§ What to produce
Give all of the lines again exactly as they read.

Dataset rows:
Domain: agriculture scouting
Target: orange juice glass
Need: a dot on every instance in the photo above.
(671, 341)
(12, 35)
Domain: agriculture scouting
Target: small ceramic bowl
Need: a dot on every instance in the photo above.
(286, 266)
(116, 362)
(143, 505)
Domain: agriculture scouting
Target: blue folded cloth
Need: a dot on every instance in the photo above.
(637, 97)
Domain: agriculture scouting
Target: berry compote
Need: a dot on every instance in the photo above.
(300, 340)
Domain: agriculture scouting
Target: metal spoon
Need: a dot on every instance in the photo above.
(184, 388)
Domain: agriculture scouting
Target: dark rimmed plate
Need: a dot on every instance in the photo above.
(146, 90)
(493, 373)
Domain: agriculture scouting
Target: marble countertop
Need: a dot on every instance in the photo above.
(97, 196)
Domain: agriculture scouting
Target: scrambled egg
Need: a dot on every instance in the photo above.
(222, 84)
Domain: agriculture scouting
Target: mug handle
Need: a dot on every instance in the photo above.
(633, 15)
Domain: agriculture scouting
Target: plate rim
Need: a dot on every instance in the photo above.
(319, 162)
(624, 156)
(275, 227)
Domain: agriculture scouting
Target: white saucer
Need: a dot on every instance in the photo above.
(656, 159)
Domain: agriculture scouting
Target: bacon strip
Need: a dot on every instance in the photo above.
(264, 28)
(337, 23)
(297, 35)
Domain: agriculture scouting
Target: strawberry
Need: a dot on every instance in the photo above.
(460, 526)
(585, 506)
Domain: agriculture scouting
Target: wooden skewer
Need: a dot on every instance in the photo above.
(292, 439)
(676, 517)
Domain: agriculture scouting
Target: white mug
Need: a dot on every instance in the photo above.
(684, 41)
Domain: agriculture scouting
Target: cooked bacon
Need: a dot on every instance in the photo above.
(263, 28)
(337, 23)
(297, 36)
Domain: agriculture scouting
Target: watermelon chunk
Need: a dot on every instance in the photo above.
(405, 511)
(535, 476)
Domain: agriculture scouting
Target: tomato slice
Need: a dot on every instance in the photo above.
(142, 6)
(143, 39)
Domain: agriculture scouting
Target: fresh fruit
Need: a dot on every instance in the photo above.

§ Solution
Domain: agriculture scouting
Target: orange juice glass
Need: a dot on every instance in the photo above.
(671, 341)
(12, 35)
Domain: agriculture scouting
Target: small ceramic bowl
Need: a dot on every instance in the photo above.
(286, 266)
(116, 362)
(143, 505)
Domain: agriculture scouting
Target: blue folded cloth
Need: a dot on every instance in the photo above.
(637, 97)
Domain: agriculture scouting
Target: berry compote
Need: a dot on every instance in the photo above.
(300, 340)
Domain: agriculture scouting
Target: metal spoon
Need: a dot on every instance in the photo above.
(184, 388)
Domain: agriculture scouting
Target: dark rimmed plate
Need: a dot on every instance in the photo above.
(146, 90)
(493, 373)
Domain: agriculture scouting
Target: marble countertop
Need: a dot on every instance in the photo above.
(97, 196)
Domain: agriculture scouting
Target: scrambled egg
Need: a dot on every instance in the photo above.
(222, 84)
Domain: agriculture scouting
Target: mug handle
Need: a dot on every instance in the photo above.
(633, 15)
Domain: agriculture scouting
Target: plate rim
Need: a dot on every instance in the photo above.
(319, 162)
(624, 156)
(275, 227)
Domain: agriculture scouting
Target: white saucer
Need: a dot on every instance in the photo above.
(656, 159)
Domain: agriculture scouting
Target: bacon strip
Need: a dot on every instance in the photo above.
(264, 28)
(337, 23)
(297, 35)
Domain: agriculture scouting
Target: strawberry
Need: a dot on every instance in the photo above.
(460, 526)
(585, 506)
Domain: agriculture scouting
Target: wooden skewer
Need: a dot on every instance in the photo above.
(292, 439)
(676, 517)
Domain: agriculture scouting
Target: white mug
Need: a dot on every instance in the photo above.
(684, 41)
Domain: agriculture scouting
Target: cooked bacon
Need: a dot on every instance in the photo above.
(263, 28)
(337, 23)
(297, 36)
Domain: agriculture scouting
Target: watermelon chunk
Need: a dot on every instance in the photo above.
(405, 511)
(535, 476)
Domain: agriculture scouting
Target: tomato slice
Need: a dot on every instance in the photo above.
(142, 6)
(143, 39)
Domain: agriculture scouting
Target: fresh fruit
Need: a dot on every instance in the photo above.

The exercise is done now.